Record by record, write out the listing word for word while omitting pictures.

──────── GIVEN RECORDS ────────

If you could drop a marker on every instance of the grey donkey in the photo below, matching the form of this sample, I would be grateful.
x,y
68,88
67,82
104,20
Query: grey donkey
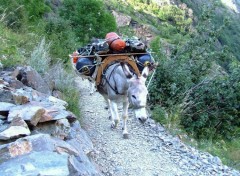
x,y
120,85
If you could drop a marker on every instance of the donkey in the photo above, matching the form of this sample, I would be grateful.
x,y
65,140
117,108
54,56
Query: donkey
x,y
118,85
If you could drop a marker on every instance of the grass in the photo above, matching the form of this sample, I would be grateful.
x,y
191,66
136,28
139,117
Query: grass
x,y
227,151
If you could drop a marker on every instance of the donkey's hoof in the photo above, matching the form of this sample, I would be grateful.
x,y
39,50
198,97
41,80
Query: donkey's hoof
x,y
113,126
125,136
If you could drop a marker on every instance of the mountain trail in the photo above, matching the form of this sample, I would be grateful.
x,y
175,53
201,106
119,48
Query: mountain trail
x,y
150,149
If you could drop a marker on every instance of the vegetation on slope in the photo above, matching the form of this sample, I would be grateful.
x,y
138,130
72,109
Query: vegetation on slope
x,y
196,87
43,33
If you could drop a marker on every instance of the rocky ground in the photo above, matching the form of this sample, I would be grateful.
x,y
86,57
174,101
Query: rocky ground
x,y
150,149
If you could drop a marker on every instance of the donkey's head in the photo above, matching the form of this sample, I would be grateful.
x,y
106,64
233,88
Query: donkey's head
x,y
137,93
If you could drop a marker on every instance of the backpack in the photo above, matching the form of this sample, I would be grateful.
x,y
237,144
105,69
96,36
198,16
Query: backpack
x,y
135,45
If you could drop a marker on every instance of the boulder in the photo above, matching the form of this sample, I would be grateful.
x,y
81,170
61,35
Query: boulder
x,y
17,128
59,128
27,112
5,95
36,163
51,115
5,107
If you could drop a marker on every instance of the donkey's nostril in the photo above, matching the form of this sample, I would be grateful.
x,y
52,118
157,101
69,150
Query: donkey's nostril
x,y
142,120
134,96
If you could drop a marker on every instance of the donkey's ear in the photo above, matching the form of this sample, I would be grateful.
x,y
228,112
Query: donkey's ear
x,y
145,72
126,70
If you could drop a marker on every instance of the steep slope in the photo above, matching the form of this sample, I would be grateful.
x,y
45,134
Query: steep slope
x,y
151,150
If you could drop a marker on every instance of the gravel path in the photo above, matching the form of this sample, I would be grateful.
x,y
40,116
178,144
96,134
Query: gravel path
x,y
149,151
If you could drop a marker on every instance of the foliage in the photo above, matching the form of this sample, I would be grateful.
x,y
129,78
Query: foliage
x,y
18,14
212,109
63,38
40,59
189,78
65,82
88,18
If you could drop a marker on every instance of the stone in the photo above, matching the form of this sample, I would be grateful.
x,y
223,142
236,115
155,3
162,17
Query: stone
x,y
27,112
21,97
59,128
17,128
51,115
16,84
5,107
83,167
6,96
57,102
17,148
36,163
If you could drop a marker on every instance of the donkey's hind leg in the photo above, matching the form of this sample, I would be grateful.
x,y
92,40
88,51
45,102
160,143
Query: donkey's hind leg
x,y
114,113
125,117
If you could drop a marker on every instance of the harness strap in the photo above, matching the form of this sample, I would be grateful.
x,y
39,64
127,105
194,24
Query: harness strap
x,y
107,80
120,58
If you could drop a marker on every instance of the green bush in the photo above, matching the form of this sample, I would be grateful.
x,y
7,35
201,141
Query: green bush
x,y
18,14
88,19
213,108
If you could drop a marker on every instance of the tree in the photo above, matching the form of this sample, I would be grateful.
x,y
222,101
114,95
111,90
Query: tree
x,y
88,18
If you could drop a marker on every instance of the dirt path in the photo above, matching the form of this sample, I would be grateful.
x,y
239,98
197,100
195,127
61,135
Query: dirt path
x,y
149,151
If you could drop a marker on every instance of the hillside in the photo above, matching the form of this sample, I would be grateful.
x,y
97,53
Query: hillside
x,y
195,92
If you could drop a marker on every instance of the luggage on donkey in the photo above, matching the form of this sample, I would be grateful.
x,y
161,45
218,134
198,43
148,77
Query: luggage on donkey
x,y
116,44
135,45
85,66
143,60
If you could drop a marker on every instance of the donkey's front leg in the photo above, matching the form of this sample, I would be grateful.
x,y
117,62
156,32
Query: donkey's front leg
x,y
114,113
125,117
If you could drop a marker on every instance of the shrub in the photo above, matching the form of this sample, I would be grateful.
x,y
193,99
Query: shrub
x,y
88,18
40,59
213,108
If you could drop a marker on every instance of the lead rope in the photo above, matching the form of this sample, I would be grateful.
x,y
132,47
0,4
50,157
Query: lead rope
x,y
152,74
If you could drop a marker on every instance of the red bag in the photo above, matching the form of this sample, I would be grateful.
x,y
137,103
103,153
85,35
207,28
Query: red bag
x,y
115,42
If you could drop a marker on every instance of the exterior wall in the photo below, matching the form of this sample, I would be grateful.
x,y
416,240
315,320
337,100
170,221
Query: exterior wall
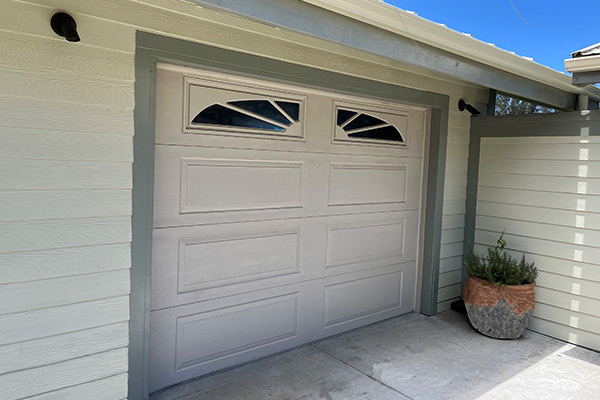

────────

WRITTEN ANSWER ->
If you could drop a marker on every instance of the grey donkey in the photo below, matching the form of this sample, I would be grateful.
x,y
68,88
67,82
104,20
Query: grey donkey
x,y
120,85
If you could drop a marker on every instance of the donkey in the photo above, matching the form of this sample, I would be grateful.
x,y
65,140
117,108
54,56
Query: donkey
x,y
118,85
If you could drop a marker on every instance of the grass in the photo above, matching the form of this sample, I would be grateful.
x,y
191,66
136,28
139,117
Query: grass
x,y
227,151
If you could drop a marker on every instance of the donkey's hoof in the photo above, matching the form of this sample, I would be grateful.
x,y
39,50
198,97
41,80
Query: donkey's hoof
x,y
113,126
125,136
If you could drop a marker on every instance of the mountain trail in the photo above, matching the form of this sample, I would be grateful.
x,y
175,53
201,106
119,48
Query: mountain trail
x,y
150,149
If you could drop a marker on every instance of the vegetation on slope in the photo above, matching the form of this sample, I would be grateful.
x,y
138,130
72,109
Query: vegetation on slope
x,y
196,87
43,33
If you could drop a marker on every instance of the rocky ground in the photo above, matching the form of this sample, I would be grateful.
x,y
86,57
174,101
Query: rocky ground
x,y
150,149
If you could drop a marker on every instance of the donkey's head in the photo above, matching the form of this sample, I would be grateful.
x,y
106,64
233,88
Query: donkey's head
x,y
137,93
If you could drop a marker on every instance of the backpack in the photo above, matching the form of this sample, I would be grateful.
x,y
237,144
105,69
96,36
198,16
Query: backpack
x,y
135,45
If you could drop a marker on every instance of the boulder in the photo above, matching the form of this sample, I would be grateful.
x,y
81,170
61,35
Query: boulder
x,y
17,128
59,128
27,112
5,95
36,163
51,115
5,107
If you could drop a marker on every instance of the donkey's nostril in the photo above, matching the form of this sample, I would be grateful.
x,y
52,118
157,101
69,150
Query: donkey's nostril
x,y
142,120
134,96
If you could drop a marker on every instance of the donkey's ear in the photo above, matching the form of this sample, I would be grateful.
x,y
228,112
Query: donkey's ear
x,y
145,72
126,70
If you could drop a marker on every instance of the steep slope in the photo above, matching the form of this sample, I would be grateful.
x,y
45,134
Query: steep slope
x,y
151,150
If you could drop a marker on every instance of the gravel path in the photo above, matching the form of this sample, I would be grateful.
x,y
40,116
178,144
96,134
Query: gravel path
x,y
149,151
If you could drop a marker on every instance of the foliage in the photo above, matching the form of this sample, I would be grateful.
x,y
129,78
Query: foliage
x,y
18,14
212,109
63,38
40,59
189,78
65,82
88,18
If you could drop a marker on every instance of the stone in the photo above, matching the form of this sample, I would be grateful.
x,y
223,142
236,115
155,3
162,17
Query: stone
x,y
27,112
21,97
59,128
17,128
51,115
16,84
5,107
83,167
6,96
57,102
17,148
36,163
If you could drop a marker on every instance of the donkey's hind leg in the photo above, matching the form of this sample, I would be grateful.
x,y
92,40
88,51
45,102
160,143
Query: donkey's hind leg
x,y
114,113
125,117
If you could drop a marker on every instance of the harness strap in the photo above, matching the form of this sample, I would be grateful.
x,y
39,64
127,105
194,24
Query: harness strap
x,y
107,80
120,58
If you could drop a marker on every instance of the green bush in the photo above, matching the form of this sample, I would be grateful.
x,y
7,35
201,141
Query: green bush
x,y
18,14
88,19
213,108
If you could drop a marker on every instance of the tree in the photo above, matching the form of this sample, I would be grateful.
x,y
222,101
114,95
111,90
Query: tree
x,y
88,18
If you could drop a marker on every instance of the dirt path in the photo above, matching the form of this sample, I would be grateful.
x,y
239,98
197,100
195,127
61,135
Query: dirt path
x,y
149,151
If you could drop a marker on every instance of the hillside in the photo above, matching the form of this sample, I would be grateful.
x,y
97,53
Query: hillside
x,y
195,92
If you could drop a marker on every instance of the luggage on donkey in the photo above, matching the form of this sample, I would be grateful.
x,y
161,45
218,134
198,43
148,77
Query: luggage on donkey
x,y
116,44
135,45
85,66
143,60
If you could drop a marker on every instance of the donkey's front leg in the photo above, matching the form of this sample, I would be grateful.
x,y
117,62
156,32
Query: donkey's front leg
x,y
114,113
125,117
If you could drop a marker on every instance of the shrub in the photo above, matching the form of this sample, I would be grateful.
x,y
193,99
Query: shrub
x,y
88,18
40,59
213,108
If you could drop a marker on every instance of the lead rope in the photo above, matching the form of this sample, I would be grateful.
x,y
132,47
0,4
50,157
Query: lead rope
x,y
152,74
If you could drop a marker on every instance of the red bag in the photo above, matching the form of this sample, I would be grateful.
x,y
137,103
103,153
85,35
207,28
Query: red bag
x,y
115,42
If you could drop a marker on every instance of the exterior wall in the photo below, matching the form of this sample, I would be grateful.
x,y
416,240
315,320
337,100
170,221
Query: exterior wall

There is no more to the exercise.